[Working data]:
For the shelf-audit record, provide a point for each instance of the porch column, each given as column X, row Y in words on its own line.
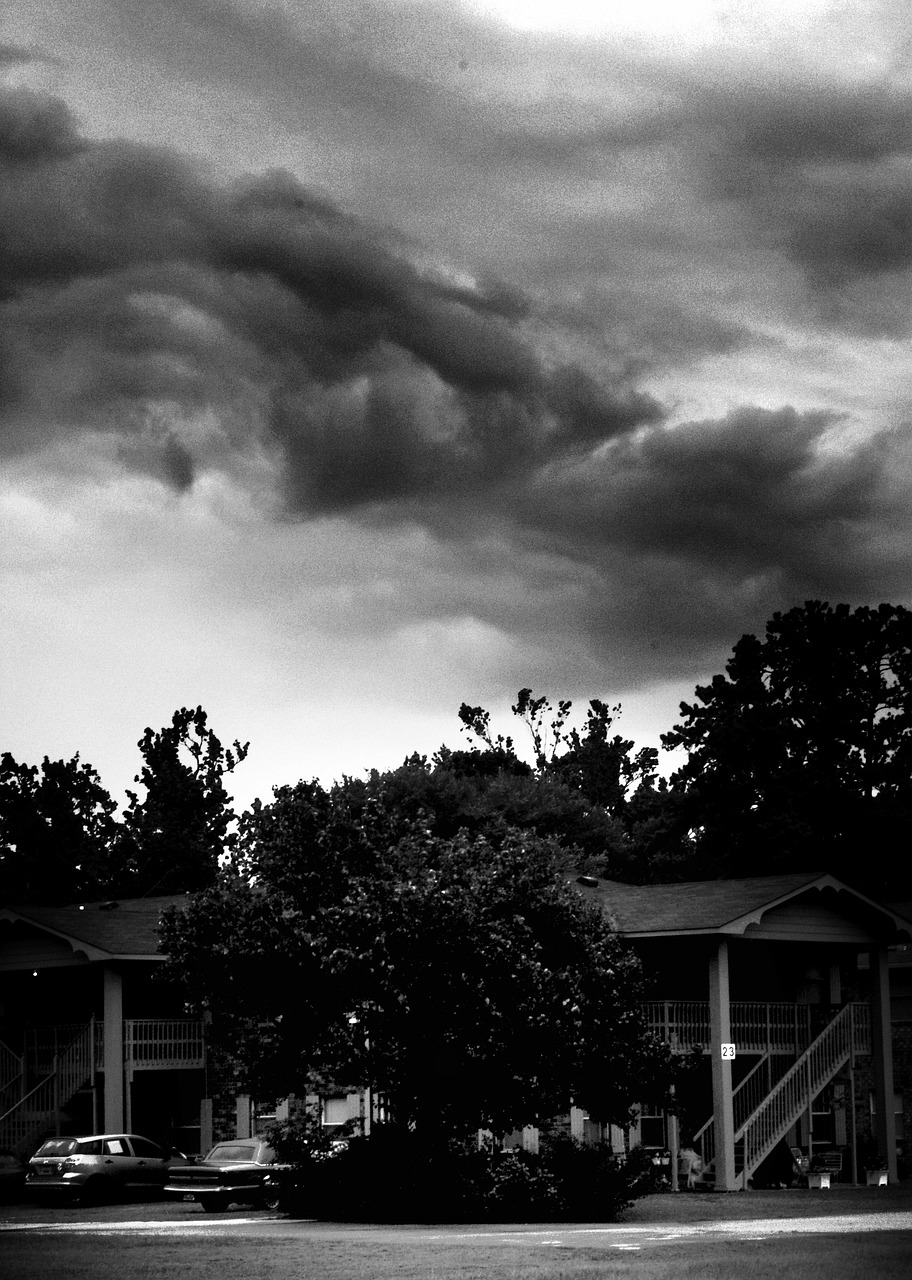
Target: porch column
column 112, row 1059
column 881, row 1046
column 720, row 1033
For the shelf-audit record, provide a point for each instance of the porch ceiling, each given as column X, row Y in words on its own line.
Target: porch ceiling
column 743, row 908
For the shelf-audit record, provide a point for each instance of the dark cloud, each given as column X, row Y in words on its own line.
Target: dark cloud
column 200, row 324
column 131, row 279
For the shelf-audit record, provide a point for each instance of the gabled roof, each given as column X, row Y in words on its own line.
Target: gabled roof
column 716, row 906
column 126, row 929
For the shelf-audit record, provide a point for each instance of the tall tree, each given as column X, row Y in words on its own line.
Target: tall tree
column 589, row 789
column 463, row 978
column 174, row 836
column 801, row 754
column 57, row 832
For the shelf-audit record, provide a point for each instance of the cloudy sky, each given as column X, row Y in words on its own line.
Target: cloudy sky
column 361, row 357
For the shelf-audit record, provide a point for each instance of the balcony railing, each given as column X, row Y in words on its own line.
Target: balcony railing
column 163, row 1042
column 756, row 1027
column 147, row 1043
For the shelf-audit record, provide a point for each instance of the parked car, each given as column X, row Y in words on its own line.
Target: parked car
column 242, row 1171
column 99, row 1166
column 12, row 1175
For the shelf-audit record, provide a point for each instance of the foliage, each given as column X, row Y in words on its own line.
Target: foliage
column 463, row 978
column 57, row 832
column 395, row 1175
column 801, row 754
column 173, row 837
column 589, row 789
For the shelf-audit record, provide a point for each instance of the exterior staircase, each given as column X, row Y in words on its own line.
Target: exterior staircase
column 31, row 1118
column 12, row 1078
column 765, row 1110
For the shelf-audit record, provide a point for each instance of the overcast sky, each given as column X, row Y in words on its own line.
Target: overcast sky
column 360, row 359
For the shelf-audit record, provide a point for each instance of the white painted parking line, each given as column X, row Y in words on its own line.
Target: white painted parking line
column 741, row 1228
column 153, row 1228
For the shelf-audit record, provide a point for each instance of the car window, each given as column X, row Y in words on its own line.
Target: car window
column 144, row 1147
column 57, row 1147
column 232, row 1151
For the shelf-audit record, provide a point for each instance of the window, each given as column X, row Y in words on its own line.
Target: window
column 652, row 1127
column 336, row 1110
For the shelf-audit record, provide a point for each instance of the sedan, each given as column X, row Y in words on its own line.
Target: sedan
column 242, row 1171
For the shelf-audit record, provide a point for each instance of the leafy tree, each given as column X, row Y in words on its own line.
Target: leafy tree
column 589, row 789
column 57, row 832
column 173, row 837
column 801, row 754
column 463, row 978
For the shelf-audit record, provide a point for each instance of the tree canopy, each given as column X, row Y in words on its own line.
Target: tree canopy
column 801, row 754
column 62, row 840
column 464, row 978
column 58, row 832
column 174, row 835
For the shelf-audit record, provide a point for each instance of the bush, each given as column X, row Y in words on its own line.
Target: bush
column 395, row 1176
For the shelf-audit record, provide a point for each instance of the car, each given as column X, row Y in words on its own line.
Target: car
column 99, row 1166
column 12, row 1175
column 241, row 1171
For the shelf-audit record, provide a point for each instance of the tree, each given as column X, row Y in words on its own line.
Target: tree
column 463, row 978
column 801, row 754
column 57, row 832
column 174, row 836
column 589, row 789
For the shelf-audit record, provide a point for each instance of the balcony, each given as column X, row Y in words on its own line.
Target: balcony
column 756, row 1027
column 149, row 1043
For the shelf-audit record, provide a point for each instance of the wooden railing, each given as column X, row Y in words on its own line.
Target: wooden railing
column 757, row 1027
column 746, row 1098
column 30, row 1118
column 163, row 1042
column 147, row 1042
column 12, row 1078
column 848, row 1033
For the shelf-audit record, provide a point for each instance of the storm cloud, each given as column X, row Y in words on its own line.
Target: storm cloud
column 489, row 305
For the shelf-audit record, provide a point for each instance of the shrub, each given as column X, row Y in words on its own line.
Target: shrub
column 392, row 1175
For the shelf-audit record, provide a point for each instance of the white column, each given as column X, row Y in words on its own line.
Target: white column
column 205, row 1124
column 242, row 1115
column 720, row 1033
column 113, row 1050
column 577, row 1123
column 881, row 1043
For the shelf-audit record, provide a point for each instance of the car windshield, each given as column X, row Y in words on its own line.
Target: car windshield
column 57, row 1147
column 231, row 1151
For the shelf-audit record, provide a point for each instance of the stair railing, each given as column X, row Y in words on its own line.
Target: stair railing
column 24, row 1123
column 847, row 1033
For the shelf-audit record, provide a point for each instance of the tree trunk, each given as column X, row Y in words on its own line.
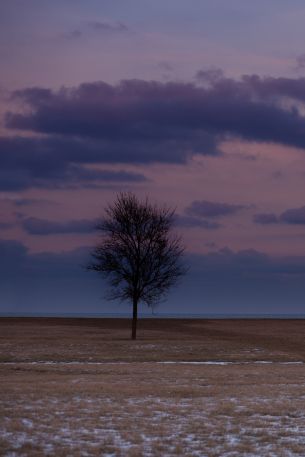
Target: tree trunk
column 134, row 319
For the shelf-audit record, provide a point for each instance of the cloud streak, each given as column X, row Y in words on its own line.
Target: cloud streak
column 293, row 216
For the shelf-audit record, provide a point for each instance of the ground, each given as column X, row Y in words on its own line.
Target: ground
column 77, row 387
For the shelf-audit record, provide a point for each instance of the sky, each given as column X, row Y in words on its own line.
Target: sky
column 196, row 104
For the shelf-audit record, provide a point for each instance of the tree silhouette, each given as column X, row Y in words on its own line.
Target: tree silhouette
column 138, row 254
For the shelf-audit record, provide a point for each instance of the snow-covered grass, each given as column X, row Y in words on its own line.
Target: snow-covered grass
column 62, row 394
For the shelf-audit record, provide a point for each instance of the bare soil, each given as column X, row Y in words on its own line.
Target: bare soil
column 185, row 387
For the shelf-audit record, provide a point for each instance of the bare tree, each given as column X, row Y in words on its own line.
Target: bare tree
column 137, row 253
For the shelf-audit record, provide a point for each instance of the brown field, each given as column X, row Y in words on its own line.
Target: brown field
column 81, row 387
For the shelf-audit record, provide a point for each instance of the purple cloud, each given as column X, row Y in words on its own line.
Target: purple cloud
column 204, row 208
column 36, row 226
column 295, row 216
column 191, row 221
column 265, row 218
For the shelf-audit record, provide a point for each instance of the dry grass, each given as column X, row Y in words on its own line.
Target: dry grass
column 96, row 406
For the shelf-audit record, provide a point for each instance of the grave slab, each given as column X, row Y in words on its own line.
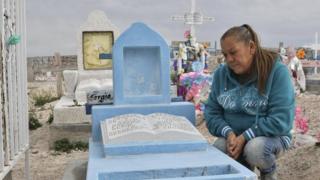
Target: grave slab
column 209, row 164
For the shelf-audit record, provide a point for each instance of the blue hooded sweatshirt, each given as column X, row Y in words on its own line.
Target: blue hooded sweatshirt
column 240, row 108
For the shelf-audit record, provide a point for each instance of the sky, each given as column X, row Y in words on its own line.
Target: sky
column 52, row 25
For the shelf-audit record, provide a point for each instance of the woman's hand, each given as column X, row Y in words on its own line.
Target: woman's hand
column 236, row 145
column 231, row 143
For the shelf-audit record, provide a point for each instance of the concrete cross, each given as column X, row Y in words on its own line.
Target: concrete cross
column 192, row 18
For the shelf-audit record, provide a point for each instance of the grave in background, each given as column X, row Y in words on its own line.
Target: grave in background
column 96, row 37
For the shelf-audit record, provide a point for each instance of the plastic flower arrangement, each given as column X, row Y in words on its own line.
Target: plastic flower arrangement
column 198, row 86
column 301, row 54
column 301, row 123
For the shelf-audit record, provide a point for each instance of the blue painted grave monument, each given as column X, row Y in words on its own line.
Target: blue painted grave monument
column 144, row 135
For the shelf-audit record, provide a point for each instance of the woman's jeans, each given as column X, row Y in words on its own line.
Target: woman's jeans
column 260, row 152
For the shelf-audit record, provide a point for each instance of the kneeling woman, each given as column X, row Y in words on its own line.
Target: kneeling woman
column 251, row 103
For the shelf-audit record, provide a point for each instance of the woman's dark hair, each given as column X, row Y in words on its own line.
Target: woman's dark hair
column 263, row 59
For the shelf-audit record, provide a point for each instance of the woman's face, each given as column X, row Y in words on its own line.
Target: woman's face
column 238, row 55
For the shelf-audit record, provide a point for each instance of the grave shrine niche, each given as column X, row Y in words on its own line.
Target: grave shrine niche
column 97, row 49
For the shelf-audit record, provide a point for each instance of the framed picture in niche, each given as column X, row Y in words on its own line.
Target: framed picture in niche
column 97, row 49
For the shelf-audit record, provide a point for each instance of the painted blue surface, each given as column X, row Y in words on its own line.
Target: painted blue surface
column 141, row 67
column 102, row 112
column 209, row 164
column 154, row 147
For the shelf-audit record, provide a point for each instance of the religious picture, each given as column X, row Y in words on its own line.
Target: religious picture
column 97, row 49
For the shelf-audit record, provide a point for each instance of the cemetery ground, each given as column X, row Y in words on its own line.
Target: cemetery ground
column 301, row 162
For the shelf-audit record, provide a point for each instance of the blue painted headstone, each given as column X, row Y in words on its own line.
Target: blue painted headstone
column 132, row 147
column 141, row 67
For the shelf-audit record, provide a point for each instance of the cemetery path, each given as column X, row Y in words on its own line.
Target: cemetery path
column 299, row 163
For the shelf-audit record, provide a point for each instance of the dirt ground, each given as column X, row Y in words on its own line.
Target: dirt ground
column 301, row 162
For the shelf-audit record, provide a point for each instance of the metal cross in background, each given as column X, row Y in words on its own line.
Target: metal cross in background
column 192, row 18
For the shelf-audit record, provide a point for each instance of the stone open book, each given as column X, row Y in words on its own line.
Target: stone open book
column 153, row 133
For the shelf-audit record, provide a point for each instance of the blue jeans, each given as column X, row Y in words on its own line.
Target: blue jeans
column 260, row 152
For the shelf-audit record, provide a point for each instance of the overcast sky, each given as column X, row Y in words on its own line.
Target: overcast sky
column 52, row 25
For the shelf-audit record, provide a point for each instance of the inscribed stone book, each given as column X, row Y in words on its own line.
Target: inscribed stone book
column 160, row 132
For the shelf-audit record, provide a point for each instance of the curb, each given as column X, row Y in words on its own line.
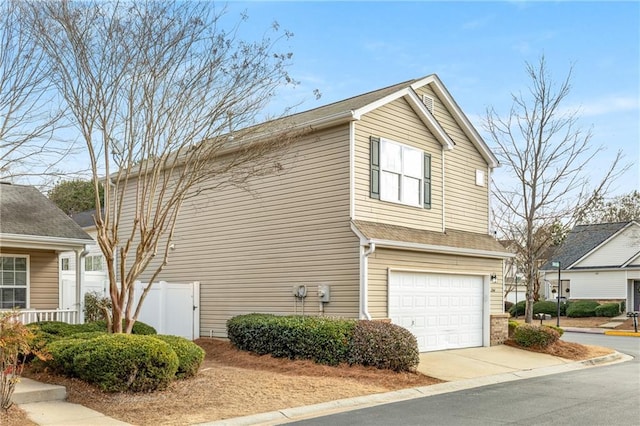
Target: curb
column 622, row 333
column 342, row 405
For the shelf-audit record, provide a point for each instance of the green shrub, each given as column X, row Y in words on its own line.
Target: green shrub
column 520, row 306
column 582, row 308
column 190, row 355
column 94, row 303
column 527, row 335
column 558, row 329
column 383, row 345
column 512, row 326
column 608, row 310
column 126, row 362
column 323, row 340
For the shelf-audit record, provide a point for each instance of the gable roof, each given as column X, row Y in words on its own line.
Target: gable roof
column 353, row 108
column 451, row 241
column 29, row 219
column 582, row 240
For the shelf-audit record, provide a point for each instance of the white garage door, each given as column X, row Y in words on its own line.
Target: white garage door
column 442, row 311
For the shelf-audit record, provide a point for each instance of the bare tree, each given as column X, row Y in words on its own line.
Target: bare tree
column 549, row 158
column 166, row 101
column 28, row 113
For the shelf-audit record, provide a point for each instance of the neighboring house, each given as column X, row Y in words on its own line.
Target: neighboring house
column 381, row 212
column 599, row 262
column 33, row 231
column 92, row 265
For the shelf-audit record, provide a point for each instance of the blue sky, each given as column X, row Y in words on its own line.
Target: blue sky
column 478, row 49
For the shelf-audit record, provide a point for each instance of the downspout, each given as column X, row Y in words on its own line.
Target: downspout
column 80, row 255
column 364, row 279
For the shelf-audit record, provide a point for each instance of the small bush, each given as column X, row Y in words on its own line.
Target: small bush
column 190, row 355
column 94, row 305
column 608, row 310
column 324, row 340
column 558, row 329
column 512, row 326
column 582, row 308
column 519, row 307
column 125, row 362
column 508, row 305
column 383, row 345
column 527, row 335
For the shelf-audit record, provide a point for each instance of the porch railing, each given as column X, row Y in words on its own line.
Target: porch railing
column 27, row 316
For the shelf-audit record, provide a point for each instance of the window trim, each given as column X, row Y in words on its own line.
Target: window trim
column 28, row 279
column 376, row 171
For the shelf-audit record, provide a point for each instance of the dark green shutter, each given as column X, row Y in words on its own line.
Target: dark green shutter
column 427, row 181
column 374, row 156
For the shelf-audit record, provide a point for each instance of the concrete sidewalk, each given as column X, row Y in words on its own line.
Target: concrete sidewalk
column 461, row 368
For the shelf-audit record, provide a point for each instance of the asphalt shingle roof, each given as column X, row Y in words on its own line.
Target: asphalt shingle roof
column 580, row 241
column 25, row 211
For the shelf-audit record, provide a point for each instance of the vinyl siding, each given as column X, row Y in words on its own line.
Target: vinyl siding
column 43, row 277
column 248, row 249
column 398, row 122
column 597, row 285
column 384, row 259
column 617, row 251
column 467, row 205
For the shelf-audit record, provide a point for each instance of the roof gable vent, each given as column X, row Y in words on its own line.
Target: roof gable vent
column 428, row 102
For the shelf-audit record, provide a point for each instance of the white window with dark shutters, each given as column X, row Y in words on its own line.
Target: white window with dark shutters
column 14, row 281
column 400, row 173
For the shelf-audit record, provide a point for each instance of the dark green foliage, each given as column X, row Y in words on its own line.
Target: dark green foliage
column 93, row 304
column 519, row 306
column 190, row 355
column 549, row 307
column 323, row 340
column 512, row 326
column 384, row 345
column 527, row 335
column 558, row 329
column 582, row 308
column 608, row 310
column 126, row 362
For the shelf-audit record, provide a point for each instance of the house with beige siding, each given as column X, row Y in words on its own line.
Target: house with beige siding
column 598, row 262
column 33, row 233
column 381, row 212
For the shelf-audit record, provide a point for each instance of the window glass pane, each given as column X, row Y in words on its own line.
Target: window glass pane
column 390, row 186
column 20, row 298
column 7, row 278
column 412, row 162
column 390, row 157
column 7, row 263
column 411, row 190
column 21, row 278
column 21, row 263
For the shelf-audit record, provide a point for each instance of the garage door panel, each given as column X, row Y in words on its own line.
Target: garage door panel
column 442, row 311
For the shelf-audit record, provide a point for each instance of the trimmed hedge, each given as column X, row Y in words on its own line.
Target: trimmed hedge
column 582, row 308
column 527, row 335
column 190, row 355
column 325, row 340
column 384, row 345
column 608, row 310
column 125, row 362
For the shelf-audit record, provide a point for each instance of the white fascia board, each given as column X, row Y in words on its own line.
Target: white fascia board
column 43, row 242
column 440, row 249
column 428, row 119
column 459, row 116
column 611, row 237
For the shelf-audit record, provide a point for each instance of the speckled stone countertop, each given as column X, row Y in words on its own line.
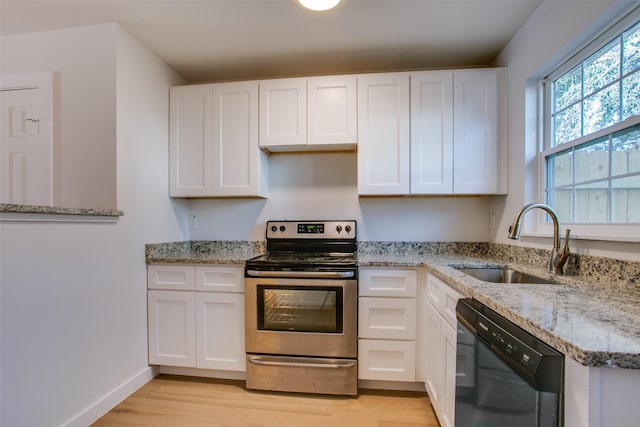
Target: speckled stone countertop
column 52, row 210
column 592, row 315
column 203, row 252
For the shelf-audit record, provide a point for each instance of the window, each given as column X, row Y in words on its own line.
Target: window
column 592, row 146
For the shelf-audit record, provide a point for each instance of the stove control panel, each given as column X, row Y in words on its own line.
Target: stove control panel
column 311, row 229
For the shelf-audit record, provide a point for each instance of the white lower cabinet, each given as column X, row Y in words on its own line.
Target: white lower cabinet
column 172, row 328
column 386, row 360
column 220, row 331
column 441, row 354
column 192, row 328
column 387, row 325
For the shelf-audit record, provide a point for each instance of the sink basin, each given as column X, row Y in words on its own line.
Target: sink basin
column 502, row 275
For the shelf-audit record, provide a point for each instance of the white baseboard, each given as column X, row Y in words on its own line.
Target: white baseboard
column 208, row 373
column 391, row 385
column 103, row 405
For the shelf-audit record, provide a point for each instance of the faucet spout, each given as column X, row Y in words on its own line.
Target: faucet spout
column 558, row 255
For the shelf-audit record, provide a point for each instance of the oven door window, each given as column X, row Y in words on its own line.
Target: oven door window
column 300, row 308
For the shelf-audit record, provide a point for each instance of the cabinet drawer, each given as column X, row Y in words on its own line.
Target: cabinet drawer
column 386, row 360
column 388, row 282
column 220, row 279
column 387, row 318
column 171, row 277
column 443, row 298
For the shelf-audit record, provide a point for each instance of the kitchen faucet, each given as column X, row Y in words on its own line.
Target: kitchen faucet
column 558, row 256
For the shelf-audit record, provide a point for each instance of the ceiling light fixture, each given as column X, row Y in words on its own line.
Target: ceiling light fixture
column 319, row 5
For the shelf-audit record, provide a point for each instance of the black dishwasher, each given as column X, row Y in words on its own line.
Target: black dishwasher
column 506, row 376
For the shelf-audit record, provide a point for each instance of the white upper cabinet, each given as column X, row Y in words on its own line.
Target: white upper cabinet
column 478, row 132
column 239, row 164
column 432, row 132
column 190, row 142
column 383, row 134
column 214, row 141
column 283, row 112
column 332, row 110
column 317, row 113
column 456, row 138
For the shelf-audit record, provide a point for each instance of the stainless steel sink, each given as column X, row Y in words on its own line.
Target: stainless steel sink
column 502, row 275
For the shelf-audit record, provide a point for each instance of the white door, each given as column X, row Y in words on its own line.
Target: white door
column 26, row 149
column 220, row 331
column 383, row 133
column 283, row 112
column 432, row 132
column 477, row 132
column 236, row 157
column 172, row 328
column 332, row 109
column 190, row 143
column 435, row 374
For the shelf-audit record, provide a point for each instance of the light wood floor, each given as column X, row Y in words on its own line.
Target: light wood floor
column 189, row 402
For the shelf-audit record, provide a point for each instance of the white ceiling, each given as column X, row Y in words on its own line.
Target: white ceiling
column 217, row 40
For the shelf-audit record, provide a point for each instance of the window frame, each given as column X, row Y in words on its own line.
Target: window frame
column 628, row 232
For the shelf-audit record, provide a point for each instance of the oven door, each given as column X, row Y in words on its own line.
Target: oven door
column 301, row 317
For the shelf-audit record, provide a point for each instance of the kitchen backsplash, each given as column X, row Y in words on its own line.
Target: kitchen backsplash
column 590, row 268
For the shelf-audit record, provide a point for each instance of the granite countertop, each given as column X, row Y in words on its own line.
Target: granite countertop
column 53, row 210
column 594, row 324
column 592, row 315
column 203, row 252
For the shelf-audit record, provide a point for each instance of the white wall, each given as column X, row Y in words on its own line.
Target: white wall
column 73, row 296
column 555, row 30
column 84, row 108
column 324, row 186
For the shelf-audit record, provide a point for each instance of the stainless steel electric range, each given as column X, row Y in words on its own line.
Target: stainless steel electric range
column 301, row 309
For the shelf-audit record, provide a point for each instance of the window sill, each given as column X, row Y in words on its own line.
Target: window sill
column 27, row 213
column 586, row 236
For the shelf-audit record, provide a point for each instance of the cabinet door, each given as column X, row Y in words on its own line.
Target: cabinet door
column 172, row 340
column 190, row 143
column 387, row 318
column 478, row 132
column 448, row 348
column 383, row 133
column 386, row 360
column 435, row 374
column 236, row 158
column 432, row 132
column 220, row 331
column 332, row 108
column 283, row 112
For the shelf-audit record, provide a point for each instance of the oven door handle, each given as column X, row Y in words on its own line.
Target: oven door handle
column 302, row 274
column 257, row 360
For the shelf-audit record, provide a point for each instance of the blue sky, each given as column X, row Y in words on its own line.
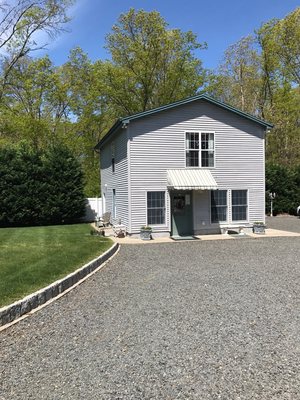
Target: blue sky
column 220, row 23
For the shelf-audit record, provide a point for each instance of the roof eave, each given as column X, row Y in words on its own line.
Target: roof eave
column 109, row 134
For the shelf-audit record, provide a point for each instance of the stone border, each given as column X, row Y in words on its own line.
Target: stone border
column 14, row 311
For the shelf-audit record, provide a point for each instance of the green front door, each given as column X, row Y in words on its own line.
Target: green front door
column 182, row 213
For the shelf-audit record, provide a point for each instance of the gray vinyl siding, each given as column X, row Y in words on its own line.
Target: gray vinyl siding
column 157, row 143
column 117, row 180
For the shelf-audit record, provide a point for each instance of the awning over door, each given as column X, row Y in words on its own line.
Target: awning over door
column 191, row 179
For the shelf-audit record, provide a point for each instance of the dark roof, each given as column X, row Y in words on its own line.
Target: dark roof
column 129, row 118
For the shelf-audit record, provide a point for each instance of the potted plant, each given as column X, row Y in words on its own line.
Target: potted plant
column 145, row 233
column 259, row 227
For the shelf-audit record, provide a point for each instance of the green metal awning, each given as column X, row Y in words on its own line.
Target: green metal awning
column 191, row 179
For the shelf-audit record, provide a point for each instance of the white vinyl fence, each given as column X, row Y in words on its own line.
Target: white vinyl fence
column 93, row 208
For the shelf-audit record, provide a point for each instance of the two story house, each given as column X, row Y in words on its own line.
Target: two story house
column 196, row 166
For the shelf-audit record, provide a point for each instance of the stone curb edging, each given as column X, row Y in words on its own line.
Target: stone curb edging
column 14, row 311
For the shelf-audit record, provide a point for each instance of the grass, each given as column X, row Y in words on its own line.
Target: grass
column 31, row 258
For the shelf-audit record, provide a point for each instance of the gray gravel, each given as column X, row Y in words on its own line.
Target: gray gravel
column 191, row 320
column 284, row 222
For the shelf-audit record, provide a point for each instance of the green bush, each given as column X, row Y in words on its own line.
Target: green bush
column 284, row 181
column 38, row 188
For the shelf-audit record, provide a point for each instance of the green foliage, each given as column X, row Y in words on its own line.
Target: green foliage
column 151, row 64
column 283, row 181
column 39, row 187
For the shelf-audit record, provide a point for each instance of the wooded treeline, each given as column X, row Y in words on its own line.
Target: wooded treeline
column 149, row 65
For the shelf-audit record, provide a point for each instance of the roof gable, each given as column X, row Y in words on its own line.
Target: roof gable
column 125, row 120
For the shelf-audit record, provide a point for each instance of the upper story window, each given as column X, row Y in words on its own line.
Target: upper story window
column 200, row 149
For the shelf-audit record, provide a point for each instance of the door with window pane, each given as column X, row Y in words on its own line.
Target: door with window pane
column 156, row 209
column 182, row 213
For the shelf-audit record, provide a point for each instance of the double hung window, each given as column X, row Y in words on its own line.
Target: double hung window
column 218, row 206
column 156, row 208
column 239, row 202
column 200, row 149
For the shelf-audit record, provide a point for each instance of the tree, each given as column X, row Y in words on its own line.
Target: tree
column 151, row 64
column 20, row 21
column 280, row 43
column 39, row 187
column 239, row 77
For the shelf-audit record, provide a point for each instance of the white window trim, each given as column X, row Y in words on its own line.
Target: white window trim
column 199, row 150
column 227, row 213
column 164, row 225
column 242, row 220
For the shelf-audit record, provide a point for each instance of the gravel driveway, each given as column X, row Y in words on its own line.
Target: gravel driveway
column 191, row 320
column 284, row 223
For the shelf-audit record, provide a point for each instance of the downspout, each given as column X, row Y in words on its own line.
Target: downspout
column 129, row 177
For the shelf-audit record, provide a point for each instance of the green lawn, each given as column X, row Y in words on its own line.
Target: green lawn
column 31, row 258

[Exercise objective]:
The lines to reproduce run from the one that contains "roof gable, each" through the last line above; copy them exactly.

[Written reply]:
For the shelf-audit record, provide a point for each instance of the roof gable, each given as column X, row Y in words on its own line.
Target: roof gable
column 125, row 120
For the shelf-audit record, provide a point for each instance of the upper story window, each given as column X, row Y in words on its own line.
Target: upper story window
column 200, row 149
For the shelf-audit record, provide a point for each instance of the door with window pane, each given as column X, row Y in words on its own line.
Target: door with window pane
column 156, row 209
column 182, row 213
For the shelf-audit record, provide a point for each instance of the double hung window, each given as column X, row Y in words on its own line.
Target: double hung window
column 218, row 206
column 156, row 208
column 239, row 202
column 200, row 149
For the shelf-audit record, provide a point for each instance of the tree, each given as column X, row Y in words on its own line.
Target: tree
column 151, row 64
column 20, row 21
column 280, row 43
column 39, row 187
column 239, row 77
For the shelf-audit record, provide a point for each instance of the white window trim, each given as column X, row Y in words on its own line.
Target: white window trim
column 199, row 150
column 227, row 213
column 164, row 225
column 242, row 220
For the shelf-audit record, provide a point for each instance of the gravel driveway, each given as column X, row Y in words on its own line.
Target: gravel driveway
column 191, row 320
column 284, row 223
For the shelf-audit record, provide a point for each instance of the downspout, each given as column X, row Y in words on its own line.
Target: downspout
column 129, row 177
For the shelf-audit record, provide a point for each instance of the green lawn, each given as column X, row Y in words on its own line.
Target: green lawn
column 31, row 258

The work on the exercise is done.